PROVIDED TEXT section start
The initial investment by the FTA and the MBTA will leverage an additional $135 million in local funding for the construction of four new stations at Newmarket/South Bay, Four Corners, Talbot Avenue, and Blue Hill Avenue. Once the project is complete, ridership is expected to jump from 2,800 per day to nearly 13,800 per day. A new Four Corners station is projected to be the highest ridership station in the entire commuter rail system, outside of North Station, South Station and Back Bay. At 1,090 boardings, a new Talbot Ave. station would be tied with Providence as the 12th highest ridership station.
In addition to stations and service upgrades, project proponents see a revitalization of corridor communities on the horizon. Developers, mostly community organizations, have bought or are planning to buy and rebuild as many as a dozen properties along the corridor. Four community development corporations (CDCs) are leading the effort: Dorchester Bay Economic Development Corporation, Codman Square Neighborhood Development Corporation, Mattapan Community Development Corporation, and Southwest Boston Community Development Corporation.
Source: Goody Clancy, 2006.5
The CDCs are acquiring and redeveloping small sites along the corridor, and addressing gentrification concerns by focusing on projects that will maintain affordability. Projects typically involve apartments or condominiums, some with a retail component, and are designed to take advantage of their proximity to transportation into downtown Boston. For example, the new Dudley Village project offers 50 units of affordable rental housing and approximately 6,500 square feet of retail space. The CDCs are looking to spearhead smart growth and transit-oriented development, create or preserve 1,500 housing units, and develop 780,000 square feet of commercial space, adding roughly 1,300 jobs.
Source: Dorchester Bay Economic Development Corporation, 2010
More importantly, because the community has been involved in the project since early on in its development, avoiding or mitigating displacement has been an integral component of the project's planning. Often, an unintended consequence of transit oriented development is that, if successful, it prices the current residents out of their own neighborhoods. Here, the community groups have been acting proactively at the outset to make sure this does not happen by buying up underutilized parcels along the corridor now and developing the affordable and mixed income housing now so the people who grew up in the community can benefit from the investment in their community. In this vein, the Indigo Line can serve as a model for other communities across the country concerned about gentrification as a result of investments in public transportation. The plans for the Fairmount/Indigo Line also include creation of a 9-mile "Fairmount/Indigo Greenway." The greenway would use the transit line as a vehicle to connect small neighborhood parks, open space, and the Neponset River with a linear multiuse path. In February 2010, U.S. EPA designated the Fairmount Corridor as one of five sustainable communities pilots in the country. This recognition will bring assistance with planning, and capital for housing, jobs, transportation, and the environment that would not have been possible without the initial transit investment and, in turn, will support that investment in the future.
PROVIDED TEXT section end
DATA RECORDS section start
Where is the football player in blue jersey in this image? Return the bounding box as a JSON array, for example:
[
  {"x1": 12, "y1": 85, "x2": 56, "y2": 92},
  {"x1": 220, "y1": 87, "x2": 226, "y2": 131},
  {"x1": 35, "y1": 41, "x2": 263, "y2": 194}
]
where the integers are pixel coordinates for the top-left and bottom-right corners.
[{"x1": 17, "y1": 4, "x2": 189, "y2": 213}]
DATA RECORDS section end
> [WHAT IS REQUIRED]
Retype everything in the Fairmount/Indigo Line text from "The initial investment" down to "highest ridership station.", keeping every word and mark the same.

> [PROBLEM SOLUTION]
The initial investment by the FTA and the MBTA will leverage an additional $135 million in local funding for the construction of four new stations at Newmarket/South Bay, Four Corners, Talbot Avenue, and Blue Hill Avenue. Once the project is complete, ridership is expected to jump from 2,800 per day to nearly 13,800 per day. A new Four Corners station is projected to be the highest ridership station in the entire commuter rail system, outside of North Station, South Station and Back Bay. At 1,090 boardings, a new Talbot Ave. station would be tied with Providence as the 12th highest ridership station.